TASK BRIEF – Render the lines below as a JSON list of strings, with one string for each line and no blank lines. Leave the pictures out of your answer.

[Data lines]
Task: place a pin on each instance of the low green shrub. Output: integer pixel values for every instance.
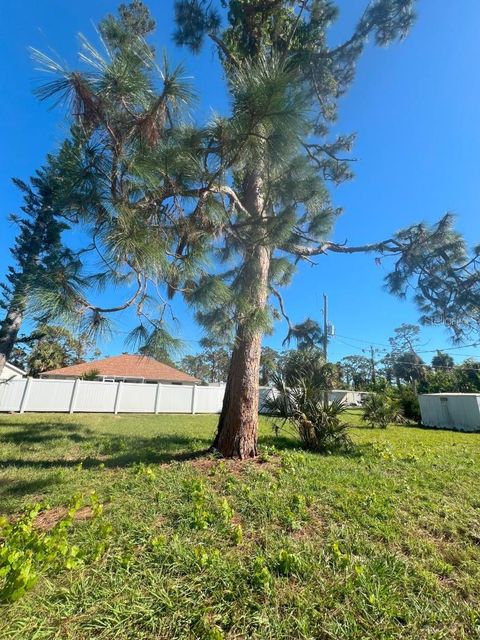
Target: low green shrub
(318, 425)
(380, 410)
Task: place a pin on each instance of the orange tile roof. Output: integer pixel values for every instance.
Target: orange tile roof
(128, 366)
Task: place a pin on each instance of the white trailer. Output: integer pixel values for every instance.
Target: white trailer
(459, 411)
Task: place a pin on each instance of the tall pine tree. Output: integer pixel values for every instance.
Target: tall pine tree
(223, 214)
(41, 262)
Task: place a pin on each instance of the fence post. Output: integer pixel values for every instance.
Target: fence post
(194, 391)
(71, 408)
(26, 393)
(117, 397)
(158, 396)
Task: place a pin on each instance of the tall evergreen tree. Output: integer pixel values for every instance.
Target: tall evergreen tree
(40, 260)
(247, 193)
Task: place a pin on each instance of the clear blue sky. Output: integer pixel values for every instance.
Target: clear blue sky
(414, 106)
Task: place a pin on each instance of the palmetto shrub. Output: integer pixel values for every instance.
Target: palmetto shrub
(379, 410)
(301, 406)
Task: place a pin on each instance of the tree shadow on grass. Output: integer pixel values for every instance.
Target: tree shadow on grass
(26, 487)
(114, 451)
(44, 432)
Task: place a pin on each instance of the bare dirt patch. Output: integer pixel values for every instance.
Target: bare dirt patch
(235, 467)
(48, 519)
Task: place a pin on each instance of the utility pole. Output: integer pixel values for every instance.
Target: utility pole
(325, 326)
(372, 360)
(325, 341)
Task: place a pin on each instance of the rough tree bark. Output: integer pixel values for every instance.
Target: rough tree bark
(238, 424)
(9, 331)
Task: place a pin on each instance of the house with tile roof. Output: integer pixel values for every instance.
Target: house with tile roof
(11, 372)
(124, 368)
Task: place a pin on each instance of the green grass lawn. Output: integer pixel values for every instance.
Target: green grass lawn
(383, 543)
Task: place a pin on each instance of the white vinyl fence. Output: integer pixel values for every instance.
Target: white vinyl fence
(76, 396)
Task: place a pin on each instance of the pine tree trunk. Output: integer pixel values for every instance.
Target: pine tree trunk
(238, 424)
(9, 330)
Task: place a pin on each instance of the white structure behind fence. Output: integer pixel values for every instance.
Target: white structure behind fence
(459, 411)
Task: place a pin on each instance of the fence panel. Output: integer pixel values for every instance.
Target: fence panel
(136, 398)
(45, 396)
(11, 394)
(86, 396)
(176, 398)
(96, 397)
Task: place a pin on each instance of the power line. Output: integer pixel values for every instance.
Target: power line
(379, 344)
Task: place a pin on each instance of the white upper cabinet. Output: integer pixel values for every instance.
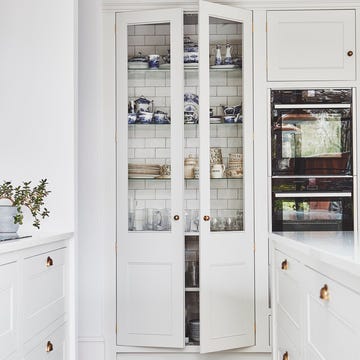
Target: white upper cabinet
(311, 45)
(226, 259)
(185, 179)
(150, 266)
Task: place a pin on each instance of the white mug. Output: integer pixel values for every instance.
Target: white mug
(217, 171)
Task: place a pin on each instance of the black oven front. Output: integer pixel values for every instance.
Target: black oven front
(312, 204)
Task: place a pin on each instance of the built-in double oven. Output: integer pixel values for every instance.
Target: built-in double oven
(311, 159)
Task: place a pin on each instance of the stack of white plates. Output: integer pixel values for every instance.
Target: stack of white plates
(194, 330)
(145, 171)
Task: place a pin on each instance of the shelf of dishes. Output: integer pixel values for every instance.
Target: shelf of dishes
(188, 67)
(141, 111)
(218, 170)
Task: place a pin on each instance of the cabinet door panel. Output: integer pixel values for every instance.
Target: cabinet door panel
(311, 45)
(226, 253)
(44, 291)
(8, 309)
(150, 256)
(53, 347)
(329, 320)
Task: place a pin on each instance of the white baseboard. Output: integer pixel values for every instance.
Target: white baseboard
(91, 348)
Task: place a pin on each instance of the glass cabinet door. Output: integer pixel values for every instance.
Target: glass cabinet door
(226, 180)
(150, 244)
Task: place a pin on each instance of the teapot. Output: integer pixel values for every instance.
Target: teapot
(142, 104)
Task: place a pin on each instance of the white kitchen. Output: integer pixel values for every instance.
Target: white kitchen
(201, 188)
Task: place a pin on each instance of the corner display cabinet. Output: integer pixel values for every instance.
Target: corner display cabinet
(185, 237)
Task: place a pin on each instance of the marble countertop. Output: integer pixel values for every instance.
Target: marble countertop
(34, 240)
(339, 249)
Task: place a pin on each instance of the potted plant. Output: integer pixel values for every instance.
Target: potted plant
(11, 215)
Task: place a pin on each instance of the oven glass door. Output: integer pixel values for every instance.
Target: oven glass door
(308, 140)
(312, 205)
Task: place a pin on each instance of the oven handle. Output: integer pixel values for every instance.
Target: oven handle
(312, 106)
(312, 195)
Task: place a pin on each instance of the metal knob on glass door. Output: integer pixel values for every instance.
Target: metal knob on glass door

TASK RESPONSE –
[
  "Task: place a pin on each instance of the low green shrub. Output: integer pixel values for every instance.",
  "Target: low green shrub",
  "(318, 425)",
  "(380, 410)",
  "Task: place a pin on each instance of the orange tile roof. Output: integer pixel values for every instance.",
  "Target: orange tile roof",
  "(128, 366)",
  "Task: place a pin on each instance of the white trailer. Output: integer pixel values for every instance.",
  "Target: white trailer",
  "(459, 411)",
  "Task: place a pin on each instance of the tall pine tree. Output: integer pixel values for every instance.",
  "Target: tall pine tree",
  "(223, 214)",
  "(41, 262)",
  "Task: place a pin on each instance of the fence post. Output: integer pixel values for every instance.",
  "Target: fence post",
  "(194, 391)",
  "(71, 408)",
  "(26, 393)",
  "(117, 397)",
  "(158, 396)",
  "Task: place a pin on each instance of the tall evergreen tree. Output: integer pixel values for every instance.",
  "Target: tall evergreen tree",
  "(40, 260)",
  "(247, 193)",
  "Task: place a pin on each instance of the clear blue sky. Output: integer pixel values for every instance.",
  "Target: clear blue sky",
  "(414, 106)",
  "Task: place a pin on each instance of the palmetto shrub. Output: integer pixel values for every instance.",
  "Target: palmetto shrub",
  "(379, 410)",
  "(301, 406)",
  "Task: place a pin on each instance of the tree shadow on grass. Output: integer pixel values for every instance.",
  "Target: tree shadow on grass",
  "(26, 487)",
  "(114, 451)",
  "(44, 432)",
  "Task: place a pin on each instance of the bare dirt patch. Output: integer pixel values for every instance.",
  "Target: bare dirt patch",
  "(235, 467)",
  "(48, 519)",
  "Task: place a pin on each instance of the utility pole. Output: integer pixel values for every instance.",
  "Target: utility pole",
  "(325, 326)",
  "(372, 360)",
  "(325, 341)",
  "Task: place a pin on each instance of the rough tree bark. Output: integer pixel values for every instance.",
  "Target: rough tree bark",
  "(238, 424)",
  "(9, 331)",
  "Task: place a pin on each instance of the house with tile roof. Output: integer pixel values for every instance.",
  "Target: house with tile roof",
  "(11, 372)",
  "(124, 368)",
  "Task: place a pin on each instance of the green grass lawn. Output: integer pixel values for every instance.",
  "Target: green grass lawn",
  "(383, 543)",
  "Task: place a pin on each instance of the white vinyl fence. Output: integer pixel values for every instance.",
  "Target: white vinyl fence",
  "(76, 396)",
  "Task: place a pin on each instance of the pine tree trunk. Output: integer pixel values for every instance.",
  "Target: pine tree trunk",
  "(238, 424)",
  "(9, 330)",
  "Task: place a pin on each instance of the white structure behind fence. Output: integer pixel values for every instance.",
  "Target: white structure behind fence",
  "(459, 411)",
  "Task: place a pin on each instance of the fence panel. Output: integer pixel values for every instance.",
  "Target: fence panel",
  "(136, 398)",
  "(45, 396)",
  "(11, 394)",
  "(86, 396)",
  "(176, 398)",
  "(96, 397)",
  "Task: place a pin on each instance of the power line. Output: integer pixel values for every instance.",
  "Target: power line",
  "(379, 344)",
  "Task: place a pin on each instance of the white upper cabinet. Output: integer pixel values for every instance.",
  "Target: white upper cabinet",
  "(311, 45)",
  "(226, 259)",
  "(185, 179)",
  "(150, 266)",
  "Task: place a pin on each instance of the white mug. Output: integer pixel values for every instance.",
  "Target: white mug",
  "(217, 171)",
  "Task: place a pin on each instance of the black oven front. Output: integer pixel values for every instance.",
  "Target: black oven front",
  "(312, 204)",
  "Task: place a pin on each instance of the built-in double oven. Output: integer pixel values for every instance.",
  "Target: built-in double oven",
  "(311, 159)",
  "Task: place a pin on each instance of the stack of white plates. Output: integer pixel values for every instance.",
  "Target: stack of white plates",
  "(194, 330)",
  "(145, 171)",
  "Task: place a pin on each instance of the shelf of dishes. Output: integer pixel values for every instance.",
  "Target: shelf of dishes",
  "(188, 67)",
  "(141, 111)",
  "(218, 170)",
  "Task: place a pin on each instance of the cabinet door panel. Output: integer pixel values for every instance.",
  "Target: cabinet door panel",
  "(311, 45)",
  "(226, 253)",
  "(44, 291)",
  "(8, 309)",
  "(150, 256)",
  "(53, 347)",
  "(329, 320)",
  "Task: place a pin on each instance of the white baseboard. Output: integer pixel values for every instance.",
  "Target: white baseboard",
  "(91, 348)",
  "Task: place a pin on each instance of the glass cabinet door. Output: integer pixel values for every instance.",
  "Target: glass cabinet door",
  "(226, 180)",
  "(150, 244)",
  "Task: place a pin on each instance of the teapot. Output: integer pixel values for every instance.",
  "Target: teapot",
  "(142, 104)",
  "Task: place a pin on each instance of the white kitchen. Output: integer pixel values for every instance.",
  "Target: white kitchen",
  "(201, 188)",
  "Task: place a pin on each instance of the corner display cabinet. Output: integer pixel values for every instance.",
  "Target: corner display cabinet",
  "(185, 237)",
  "Task: place a pin on each instance of the marble countertop. Output: integer pixel values for every instance.",
  "Target: marble countertop",
  "(34, 240)",
  "(339, 249)",
  "Task: place a pin on each instance of the potted plant. Output: integer pixel values for every instance.",
  "Target: potted plant",
  "(11, 215)",
  "Task: place a pin on each instance of the oven glass door. Output: integer pixel values for every instance.",
  "Target: oven glass door",
  "(308, 140)",
  "(312, 205)",
  "Task: place a pin on each instance of the oven handle. Output: integer pixel values for every instance.",
  "Target: oven handle",
  "(312, 106)",
  "(312, 195)",
  "Task: place a pin on each instance of the metal knob on glass door. Output: integer pixel values for every instance.",
  "Target: metal knob on glass door"
]